* WHAT THE TASK ASKS *
Copy out, word for word, the lines from the one containing "Where can the blue" through the final line of the records.

* MATERIAL FOR THE TASK *
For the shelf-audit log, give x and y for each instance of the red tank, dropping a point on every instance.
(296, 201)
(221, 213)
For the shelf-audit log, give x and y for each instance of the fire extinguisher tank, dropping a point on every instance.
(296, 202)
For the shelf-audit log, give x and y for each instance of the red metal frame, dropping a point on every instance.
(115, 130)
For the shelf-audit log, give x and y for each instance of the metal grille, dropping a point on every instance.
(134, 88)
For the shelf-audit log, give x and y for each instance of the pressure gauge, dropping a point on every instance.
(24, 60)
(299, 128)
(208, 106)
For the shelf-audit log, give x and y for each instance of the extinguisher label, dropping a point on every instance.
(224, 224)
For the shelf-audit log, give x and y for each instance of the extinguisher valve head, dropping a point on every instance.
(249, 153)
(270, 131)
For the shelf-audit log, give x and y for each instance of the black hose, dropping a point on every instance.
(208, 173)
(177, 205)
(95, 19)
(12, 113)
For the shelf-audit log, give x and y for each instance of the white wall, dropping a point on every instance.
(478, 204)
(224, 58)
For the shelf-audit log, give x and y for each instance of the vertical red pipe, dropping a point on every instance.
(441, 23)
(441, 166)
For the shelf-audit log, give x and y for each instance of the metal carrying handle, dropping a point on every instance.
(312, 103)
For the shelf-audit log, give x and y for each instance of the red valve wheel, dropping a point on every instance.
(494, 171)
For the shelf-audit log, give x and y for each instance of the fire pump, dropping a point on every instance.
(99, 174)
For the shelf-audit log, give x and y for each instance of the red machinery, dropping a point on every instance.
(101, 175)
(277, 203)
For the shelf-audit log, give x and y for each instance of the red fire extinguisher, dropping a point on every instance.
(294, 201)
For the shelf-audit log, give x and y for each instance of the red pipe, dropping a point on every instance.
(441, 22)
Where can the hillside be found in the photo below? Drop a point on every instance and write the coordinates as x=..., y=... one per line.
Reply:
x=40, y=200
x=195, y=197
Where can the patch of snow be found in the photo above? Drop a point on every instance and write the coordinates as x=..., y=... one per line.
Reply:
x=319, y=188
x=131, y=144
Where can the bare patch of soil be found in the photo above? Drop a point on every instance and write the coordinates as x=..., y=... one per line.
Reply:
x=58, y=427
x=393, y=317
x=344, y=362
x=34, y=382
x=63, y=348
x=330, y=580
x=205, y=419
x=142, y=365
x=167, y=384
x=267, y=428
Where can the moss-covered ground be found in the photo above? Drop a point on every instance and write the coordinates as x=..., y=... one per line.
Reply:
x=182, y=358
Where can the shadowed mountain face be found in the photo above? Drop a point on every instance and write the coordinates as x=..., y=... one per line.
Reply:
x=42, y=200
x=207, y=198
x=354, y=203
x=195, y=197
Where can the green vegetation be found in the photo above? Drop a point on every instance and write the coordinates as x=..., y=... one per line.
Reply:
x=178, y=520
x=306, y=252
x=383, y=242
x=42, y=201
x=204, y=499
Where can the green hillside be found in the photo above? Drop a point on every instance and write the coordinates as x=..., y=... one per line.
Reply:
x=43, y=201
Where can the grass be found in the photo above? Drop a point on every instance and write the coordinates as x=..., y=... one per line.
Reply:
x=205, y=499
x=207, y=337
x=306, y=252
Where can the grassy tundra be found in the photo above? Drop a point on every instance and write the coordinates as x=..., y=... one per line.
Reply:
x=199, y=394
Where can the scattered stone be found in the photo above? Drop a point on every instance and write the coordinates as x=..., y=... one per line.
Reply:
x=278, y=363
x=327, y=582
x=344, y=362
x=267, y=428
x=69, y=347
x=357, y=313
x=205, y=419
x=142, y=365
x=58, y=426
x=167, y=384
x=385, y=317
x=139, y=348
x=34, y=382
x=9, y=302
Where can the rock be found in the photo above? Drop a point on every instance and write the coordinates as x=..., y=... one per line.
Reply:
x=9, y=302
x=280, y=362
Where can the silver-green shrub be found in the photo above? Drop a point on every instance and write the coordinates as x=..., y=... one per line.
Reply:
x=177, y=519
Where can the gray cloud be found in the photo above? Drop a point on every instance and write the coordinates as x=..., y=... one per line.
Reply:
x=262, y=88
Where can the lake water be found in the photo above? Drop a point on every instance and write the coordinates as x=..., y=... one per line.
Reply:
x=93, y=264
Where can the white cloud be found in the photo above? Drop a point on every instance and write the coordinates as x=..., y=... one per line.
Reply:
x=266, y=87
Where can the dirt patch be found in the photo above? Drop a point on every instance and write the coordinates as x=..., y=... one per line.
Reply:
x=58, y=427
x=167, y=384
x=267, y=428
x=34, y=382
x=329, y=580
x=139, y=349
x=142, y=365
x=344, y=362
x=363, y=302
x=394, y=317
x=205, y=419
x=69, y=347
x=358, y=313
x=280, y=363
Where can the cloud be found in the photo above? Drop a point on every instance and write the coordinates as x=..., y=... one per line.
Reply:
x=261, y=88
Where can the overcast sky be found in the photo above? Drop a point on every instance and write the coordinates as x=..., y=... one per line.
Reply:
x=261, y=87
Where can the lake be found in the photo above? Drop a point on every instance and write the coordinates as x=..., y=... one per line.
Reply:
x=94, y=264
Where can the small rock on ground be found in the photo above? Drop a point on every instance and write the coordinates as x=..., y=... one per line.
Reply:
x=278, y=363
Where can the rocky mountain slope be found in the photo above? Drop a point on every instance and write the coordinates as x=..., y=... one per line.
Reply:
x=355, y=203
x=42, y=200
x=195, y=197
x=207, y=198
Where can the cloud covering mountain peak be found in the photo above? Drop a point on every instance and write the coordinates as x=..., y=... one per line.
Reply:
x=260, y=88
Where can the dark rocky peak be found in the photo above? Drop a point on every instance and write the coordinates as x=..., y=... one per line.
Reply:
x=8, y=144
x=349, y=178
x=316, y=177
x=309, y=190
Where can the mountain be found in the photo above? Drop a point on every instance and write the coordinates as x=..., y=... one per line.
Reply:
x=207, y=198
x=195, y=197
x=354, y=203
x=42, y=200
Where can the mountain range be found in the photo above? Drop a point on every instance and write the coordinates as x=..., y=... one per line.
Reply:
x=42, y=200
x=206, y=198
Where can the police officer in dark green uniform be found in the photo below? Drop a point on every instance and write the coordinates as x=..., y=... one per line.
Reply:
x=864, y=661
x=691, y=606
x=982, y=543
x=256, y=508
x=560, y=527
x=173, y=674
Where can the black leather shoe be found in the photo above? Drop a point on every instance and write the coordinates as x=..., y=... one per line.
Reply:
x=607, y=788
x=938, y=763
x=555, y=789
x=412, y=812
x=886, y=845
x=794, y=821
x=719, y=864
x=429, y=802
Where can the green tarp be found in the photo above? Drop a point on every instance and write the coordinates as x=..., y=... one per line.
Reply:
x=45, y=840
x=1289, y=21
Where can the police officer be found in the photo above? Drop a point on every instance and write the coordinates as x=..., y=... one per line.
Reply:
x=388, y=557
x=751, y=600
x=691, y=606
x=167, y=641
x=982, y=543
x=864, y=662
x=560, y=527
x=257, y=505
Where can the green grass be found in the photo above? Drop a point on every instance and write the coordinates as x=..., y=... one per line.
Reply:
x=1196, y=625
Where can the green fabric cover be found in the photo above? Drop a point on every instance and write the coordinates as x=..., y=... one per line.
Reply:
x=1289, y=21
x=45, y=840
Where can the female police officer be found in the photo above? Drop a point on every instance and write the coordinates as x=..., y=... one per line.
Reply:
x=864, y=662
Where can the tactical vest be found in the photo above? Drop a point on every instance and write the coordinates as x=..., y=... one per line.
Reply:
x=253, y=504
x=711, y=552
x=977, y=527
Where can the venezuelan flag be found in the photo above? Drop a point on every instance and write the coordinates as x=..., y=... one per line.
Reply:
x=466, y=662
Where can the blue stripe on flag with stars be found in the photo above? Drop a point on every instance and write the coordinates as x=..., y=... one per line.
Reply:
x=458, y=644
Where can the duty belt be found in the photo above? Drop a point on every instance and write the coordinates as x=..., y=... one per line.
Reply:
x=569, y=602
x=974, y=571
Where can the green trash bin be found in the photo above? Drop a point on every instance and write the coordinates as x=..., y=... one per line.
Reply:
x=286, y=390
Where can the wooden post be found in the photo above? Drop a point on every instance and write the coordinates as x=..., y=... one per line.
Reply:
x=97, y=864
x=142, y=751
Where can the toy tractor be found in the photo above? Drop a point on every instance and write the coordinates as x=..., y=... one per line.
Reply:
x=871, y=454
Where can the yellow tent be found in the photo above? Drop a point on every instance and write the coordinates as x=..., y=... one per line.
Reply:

* RESULT OF THIS EXERCISE *
Where can the blue stripe on flag with stars be found in the photo above? Drop a point on every instance and write the coordinates as x=..., y=... one per line.
Reply:
x=458, y=644
Where can the duty belt be found in the photo above? Drop a point on every instance and write the coordinates as x=..., y=... one per line.
Reply:
x=569, y=602
x=974, y=571
Where can the green trash bin be found in the photo above? Drop a point on every instance and write the coordinates as x=..., y=... one per line.
Reply:
x=286, y=390
Where can the wooden post be found in the photo above? Drop a point on every instance and write the coordinates as x=..., y=... one per line.
Reply:
x=97, y=864
x=142, y=751
Where can the toy tractor be found in the photo above? Drop a point on every instance and write the coordinates as x=..., y=... one per line.
Reply:
x=871, y=454
Where can the yellow tent be found in the photo above? Drop a point on every instance and write the coordinates as x=..., y=... one per line.
Reply:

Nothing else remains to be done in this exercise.